Please print the entries below exactly, from the line with "Target: large front window" through the line with "x=205, y=403", including both of those lines and leaving out all others.

** Opening Source data block **

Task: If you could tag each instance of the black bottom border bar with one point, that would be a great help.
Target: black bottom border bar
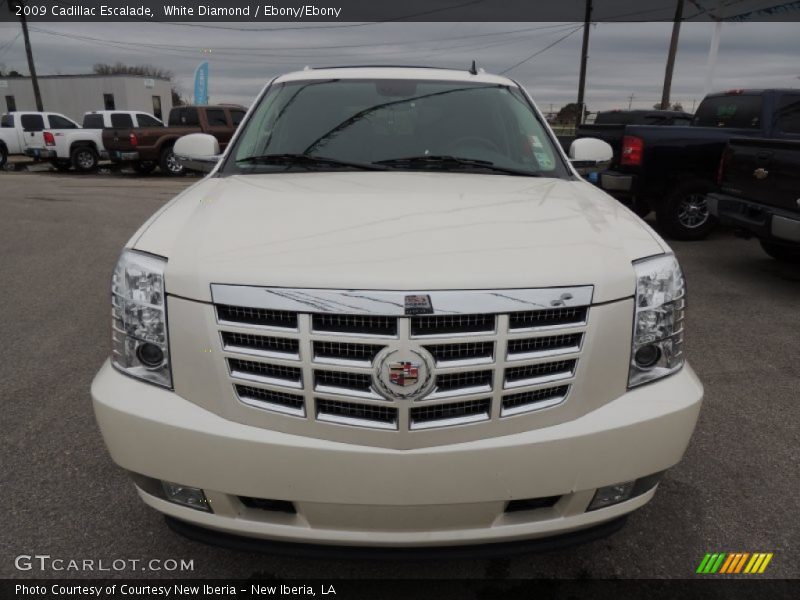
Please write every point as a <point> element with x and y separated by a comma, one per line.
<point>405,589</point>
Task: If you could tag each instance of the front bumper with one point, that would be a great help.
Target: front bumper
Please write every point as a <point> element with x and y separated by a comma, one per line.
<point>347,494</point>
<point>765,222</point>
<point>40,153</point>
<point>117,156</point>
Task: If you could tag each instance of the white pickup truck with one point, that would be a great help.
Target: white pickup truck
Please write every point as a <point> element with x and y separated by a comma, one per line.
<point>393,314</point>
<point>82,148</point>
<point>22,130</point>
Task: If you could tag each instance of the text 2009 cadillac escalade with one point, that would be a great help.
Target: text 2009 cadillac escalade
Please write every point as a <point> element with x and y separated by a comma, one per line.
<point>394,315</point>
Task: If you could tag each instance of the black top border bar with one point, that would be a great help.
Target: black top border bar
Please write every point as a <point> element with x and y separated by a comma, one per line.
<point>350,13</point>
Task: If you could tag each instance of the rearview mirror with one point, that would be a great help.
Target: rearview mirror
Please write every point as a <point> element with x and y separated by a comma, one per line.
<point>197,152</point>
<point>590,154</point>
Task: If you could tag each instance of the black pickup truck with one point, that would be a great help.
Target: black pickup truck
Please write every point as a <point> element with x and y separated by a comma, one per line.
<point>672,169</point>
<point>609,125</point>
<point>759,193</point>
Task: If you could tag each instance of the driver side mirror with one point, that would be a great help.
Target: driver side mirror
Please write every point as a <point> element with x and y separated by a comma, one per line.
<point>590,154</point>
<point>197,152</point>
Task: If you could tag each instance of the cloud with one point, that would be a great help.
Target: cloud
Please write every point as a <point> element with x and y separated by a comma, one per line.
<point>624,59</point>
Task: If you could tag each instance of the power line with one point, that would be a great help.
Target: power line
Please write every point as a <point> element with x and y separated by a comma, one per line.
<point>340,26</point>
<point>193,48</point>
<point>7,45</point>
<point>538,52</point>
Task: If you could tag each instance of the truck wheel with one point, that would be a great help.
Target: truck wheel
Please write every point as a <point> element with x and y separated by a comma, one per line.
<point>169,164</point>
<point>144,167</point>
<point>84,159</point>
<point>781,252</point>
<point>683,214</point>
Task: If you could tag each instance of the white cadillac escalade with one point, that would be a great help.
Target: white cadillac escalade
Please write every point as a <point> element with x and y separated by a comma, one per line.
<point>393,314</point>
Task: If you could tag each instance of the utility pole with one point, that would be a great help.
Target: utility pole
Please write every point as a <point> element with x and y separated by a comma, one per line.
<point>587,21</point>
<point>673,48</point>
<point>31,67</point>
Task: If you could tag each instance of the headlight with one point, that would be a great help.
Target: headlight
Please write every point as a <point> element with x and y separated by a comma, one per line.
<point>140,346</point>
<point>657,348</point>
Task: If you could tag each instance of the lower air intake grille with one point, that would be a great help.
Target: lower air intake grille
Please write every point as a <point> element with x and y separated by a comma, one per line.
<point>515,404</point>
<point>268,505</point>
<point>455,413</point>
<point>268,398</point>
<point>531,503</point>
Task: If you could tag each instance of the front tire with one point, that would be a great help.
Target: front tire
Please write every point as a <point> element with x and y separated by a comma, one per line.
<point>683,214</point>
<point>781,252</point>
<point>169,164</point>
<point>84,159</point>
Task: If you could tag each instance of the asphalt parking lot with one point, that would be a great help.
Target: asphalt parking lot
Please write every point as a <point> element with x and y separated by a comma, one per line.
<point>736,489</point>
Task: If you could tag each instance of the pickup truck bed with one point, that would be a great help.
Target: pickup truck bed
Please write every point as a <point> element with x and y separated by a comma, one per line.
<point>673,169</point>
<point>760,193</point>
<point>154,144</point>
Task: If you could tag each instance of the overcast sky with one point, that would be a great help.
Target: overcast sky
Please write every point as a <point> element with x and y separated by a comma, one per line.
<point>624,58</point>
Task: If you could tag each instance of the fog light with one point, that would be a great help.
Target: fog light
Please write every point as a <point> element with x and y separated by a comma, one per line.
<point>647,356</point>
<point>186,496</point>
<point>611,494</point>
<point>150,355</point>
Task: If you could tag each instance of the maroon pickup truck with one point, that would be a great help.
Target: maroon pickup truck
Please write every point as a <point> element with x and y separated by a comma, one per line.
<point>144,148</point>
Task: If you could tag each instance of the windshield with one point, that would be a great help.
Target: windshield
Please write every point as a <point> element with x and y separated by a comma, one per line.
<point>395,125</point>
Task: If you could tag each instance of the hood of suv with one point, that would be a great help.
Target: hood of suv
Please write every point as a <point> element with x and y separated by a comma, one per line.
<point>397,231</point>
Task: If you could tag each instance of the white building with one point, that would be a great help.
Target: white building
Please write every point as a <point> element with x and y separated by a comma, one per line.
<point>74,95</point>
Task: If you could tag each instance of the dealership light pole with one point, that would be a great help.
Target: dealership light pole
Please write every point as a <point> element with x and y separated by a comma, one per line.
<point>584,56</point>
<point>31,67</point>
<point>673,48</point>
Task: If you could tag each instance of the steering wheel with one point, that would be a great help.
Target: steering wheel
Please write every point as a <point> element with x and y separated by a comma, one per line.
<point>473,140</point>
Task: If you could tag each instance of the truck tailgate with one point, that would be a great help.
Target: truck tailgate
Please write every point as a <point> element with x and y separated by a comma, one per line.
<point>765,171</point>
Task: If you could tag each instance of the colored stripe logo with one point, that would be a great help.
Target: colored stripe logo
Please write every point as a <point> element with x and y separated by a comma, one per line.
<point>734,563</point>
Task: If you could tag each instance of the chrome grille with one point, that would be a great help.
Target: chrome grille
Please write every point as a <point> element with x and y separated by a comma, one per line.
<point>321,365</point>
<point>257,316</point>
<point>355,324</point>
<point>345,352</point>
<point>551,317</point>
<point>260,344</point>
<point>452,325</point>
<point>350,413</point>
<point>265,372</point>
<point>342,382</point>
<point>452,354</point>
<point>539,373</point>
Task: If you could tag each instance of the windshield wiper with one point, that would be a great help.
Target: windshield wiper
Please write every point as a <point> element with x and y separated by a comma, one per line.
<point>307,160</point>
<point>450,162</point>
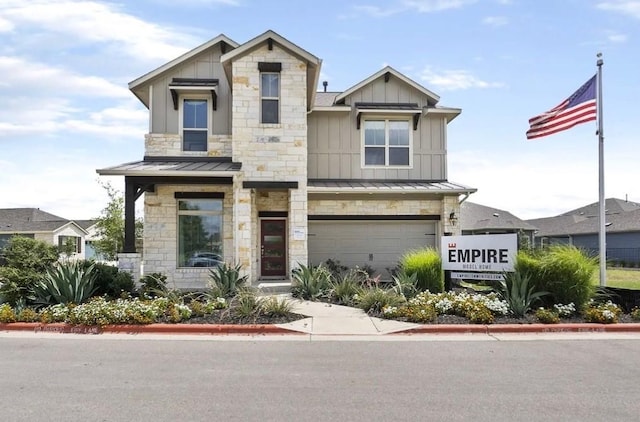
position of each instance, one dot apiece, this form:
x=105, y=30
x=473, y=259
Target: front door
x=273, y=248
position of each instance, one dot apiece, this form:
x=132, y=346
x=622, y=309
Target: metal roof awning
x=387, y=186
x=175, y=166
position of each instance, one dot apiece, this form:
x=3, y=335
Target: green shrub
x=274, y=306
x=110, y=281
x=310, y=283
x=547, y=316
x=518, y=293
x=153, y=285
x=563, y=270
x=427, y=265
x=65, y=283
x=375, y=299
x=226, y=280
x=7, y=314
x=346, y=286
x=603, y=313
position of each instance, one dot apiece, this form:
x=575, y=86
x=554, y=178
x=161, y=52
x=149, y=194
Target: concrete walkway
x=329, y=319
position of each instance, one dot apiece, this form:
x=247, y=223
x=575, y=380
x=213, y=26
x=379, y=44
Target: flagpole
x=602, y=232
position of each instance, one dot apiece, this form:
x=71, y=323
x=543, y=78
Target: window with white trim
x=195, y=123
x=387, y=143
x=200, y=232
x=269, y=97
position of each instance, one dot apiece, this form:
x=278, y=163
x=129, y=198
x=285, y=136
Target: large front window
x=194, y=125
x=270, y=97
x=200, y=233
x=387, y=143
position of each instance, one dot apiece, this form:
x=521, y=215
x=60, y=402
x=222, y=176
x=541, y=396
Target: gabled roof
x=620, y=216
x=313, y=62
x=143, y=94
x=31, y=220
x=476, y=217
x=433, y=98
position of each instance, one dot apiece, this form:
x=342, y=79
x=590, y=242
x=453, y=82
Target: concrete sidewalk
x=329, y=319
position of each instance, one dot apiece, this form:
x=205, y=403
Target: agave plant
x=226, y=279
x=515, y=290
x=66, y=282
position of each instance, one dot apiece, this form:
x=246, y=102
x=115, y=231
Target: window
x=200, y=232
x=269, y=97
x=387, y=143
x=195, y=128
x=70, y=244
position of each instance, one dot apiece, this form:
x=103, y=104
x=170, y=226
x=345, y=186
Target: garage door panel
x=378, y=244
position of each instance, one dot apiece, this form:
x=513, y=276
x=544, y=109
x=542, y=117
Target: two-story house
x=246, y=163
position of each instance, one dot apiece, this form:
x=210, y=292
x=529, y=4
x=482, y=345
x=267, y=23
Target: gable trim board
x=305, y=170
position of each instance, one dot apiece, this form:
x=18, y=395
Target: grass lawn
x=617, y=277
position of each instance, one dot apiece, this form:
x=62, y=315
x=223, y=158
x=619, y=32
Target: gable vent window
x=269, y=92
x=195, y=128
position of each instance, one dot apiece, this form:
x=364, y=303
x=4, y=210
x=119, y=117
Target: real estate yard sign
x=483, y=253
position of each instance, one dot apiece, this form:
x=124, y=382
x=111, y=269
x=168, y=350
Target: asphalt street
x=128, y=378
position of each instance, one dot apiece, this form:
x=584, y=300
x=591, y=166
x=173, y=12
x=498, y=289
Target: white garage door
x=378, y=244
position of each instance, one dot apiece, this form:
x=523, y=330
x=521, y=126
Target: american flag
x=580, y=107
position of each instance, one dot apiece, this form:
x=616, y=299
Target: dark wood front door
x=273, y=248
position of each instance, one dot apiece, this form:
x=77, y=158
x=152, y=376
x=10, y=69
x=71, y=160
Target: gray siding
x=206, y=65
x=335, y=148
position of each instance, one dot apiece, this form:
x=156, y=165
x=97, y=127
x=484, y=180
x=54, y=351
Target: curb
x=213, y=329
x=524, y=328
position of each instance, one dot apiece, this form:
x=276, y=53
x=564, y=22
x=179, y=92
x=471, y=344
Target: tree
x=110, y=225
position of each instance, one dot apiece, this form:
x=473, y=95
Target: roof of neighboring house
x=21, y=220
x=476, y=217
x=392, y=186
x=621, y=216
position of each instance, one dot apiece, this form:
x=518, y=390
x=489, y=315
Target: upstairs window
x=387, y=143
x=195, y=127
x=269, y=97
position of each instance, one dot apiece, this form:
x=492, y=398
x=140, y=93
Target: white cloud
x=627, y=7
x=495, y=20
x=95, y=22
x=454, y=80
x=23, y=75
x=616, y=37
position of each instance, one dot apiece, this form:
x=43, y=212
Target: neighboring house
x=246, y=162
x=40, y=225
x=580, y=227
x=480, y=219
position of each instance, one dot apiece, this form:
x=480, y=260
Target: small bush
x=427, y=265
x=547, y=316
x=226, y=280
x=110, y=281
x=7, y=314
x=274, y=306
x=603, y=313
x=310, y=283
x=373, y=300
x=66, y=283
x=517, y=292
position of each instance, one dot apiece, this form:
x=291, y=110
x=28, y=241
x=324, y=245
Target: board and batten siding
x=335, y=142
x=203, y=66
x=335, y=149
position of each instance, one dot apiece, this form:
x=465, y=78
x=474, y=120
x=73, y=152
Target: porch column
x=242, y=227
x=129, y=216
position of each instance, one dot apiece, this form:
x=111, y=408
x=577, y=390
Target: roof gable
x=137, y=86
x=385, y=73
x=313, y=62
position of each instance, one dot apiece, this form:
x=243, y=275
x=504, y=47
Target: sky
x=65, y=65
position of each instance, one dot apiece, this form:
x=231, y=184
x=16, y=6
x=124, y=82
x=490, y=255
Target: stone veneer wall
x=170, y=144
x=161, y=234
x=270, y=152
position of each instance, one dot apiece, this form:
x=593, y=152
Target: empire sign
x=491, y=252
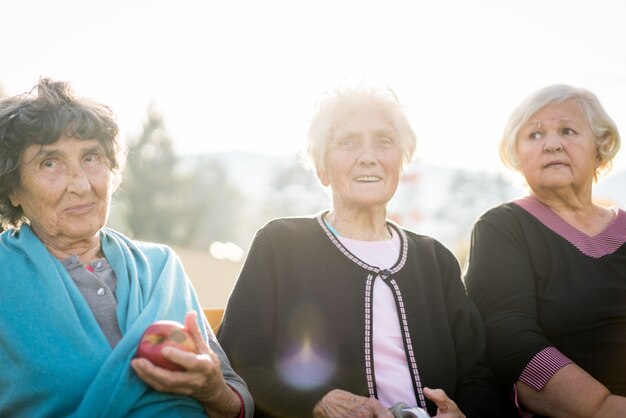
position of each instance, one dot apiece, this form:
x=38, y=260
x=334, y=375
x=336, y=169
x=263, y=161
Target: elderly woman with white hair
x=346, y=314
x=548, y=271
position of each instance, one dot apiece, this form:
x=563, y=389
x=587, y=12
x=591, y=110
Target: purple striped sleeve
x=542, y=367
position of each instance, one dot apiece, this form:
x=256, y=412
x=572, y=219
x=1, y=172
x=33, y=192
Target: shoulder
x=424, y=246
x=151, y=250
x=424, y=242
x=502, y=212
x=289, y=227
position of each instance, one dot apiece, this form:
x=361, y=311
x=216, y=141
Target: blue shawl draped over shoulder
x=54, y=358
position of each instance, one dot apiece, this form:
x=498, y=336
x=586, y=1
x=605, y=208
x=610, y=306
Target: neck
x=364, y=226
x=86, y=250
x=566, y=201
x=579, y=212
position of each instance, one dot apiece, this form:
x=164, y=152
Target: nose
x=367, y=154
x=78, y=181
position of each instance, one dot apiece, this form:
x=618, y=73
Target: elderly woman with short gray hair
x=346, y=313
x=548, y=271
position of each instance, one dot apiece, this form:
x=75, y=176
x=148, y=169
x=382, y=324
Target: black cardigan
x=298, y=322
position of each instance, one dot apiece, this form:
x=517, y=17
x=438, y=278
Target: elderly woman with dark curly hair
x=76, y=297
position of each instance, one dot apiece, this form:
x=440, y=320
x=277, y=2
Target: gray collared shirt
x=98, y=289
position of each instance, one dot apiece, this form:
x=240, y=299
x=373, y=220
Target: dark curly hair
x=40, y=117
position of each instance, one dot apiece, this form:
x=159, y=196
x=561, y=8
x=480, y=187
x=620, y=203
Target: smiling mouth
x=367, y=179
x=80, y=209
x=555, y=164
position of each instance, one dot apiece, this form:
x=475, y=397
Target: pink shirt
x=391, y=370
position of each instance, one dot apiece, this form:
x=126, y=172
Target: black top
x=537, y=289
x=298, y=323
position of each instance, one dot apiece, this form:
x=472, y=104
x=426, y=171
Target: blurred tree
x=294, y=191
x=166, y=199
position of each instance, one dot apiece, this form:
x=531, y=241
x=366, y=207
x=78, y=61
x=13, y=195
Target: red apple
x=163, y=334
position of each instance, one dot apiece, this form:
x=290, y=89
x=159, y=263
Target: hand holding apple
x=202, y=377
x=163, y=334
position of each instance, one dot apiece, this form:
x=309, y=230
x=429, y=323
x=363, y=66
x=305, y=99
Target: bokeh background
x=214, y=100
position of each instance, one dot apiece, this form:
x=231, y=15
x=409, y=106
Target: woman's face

** Closing Source data block **

#### Result for this task:
Target: large front window
x=194, y=125
x=270, y=97
x=200, y=233
x=387, y=143
position of each instance, one dot apiece, this form:
x=521, y=215
x=60, y=402
x=222, y=176
x=541, y=396
Target: gabled roof
x=620, y=216
x=313, y=62
x=143, y=94
x=31, y=220
x=476, y=217
x=433, y=98
position of each instance, one dot apiece, this form:
x=342, y=79
x=590, y=242
x=453, y=82
Target: concrete sidewalk
x=329, y=319
position of each instance, one dot apiece, this form:
x=205, y=403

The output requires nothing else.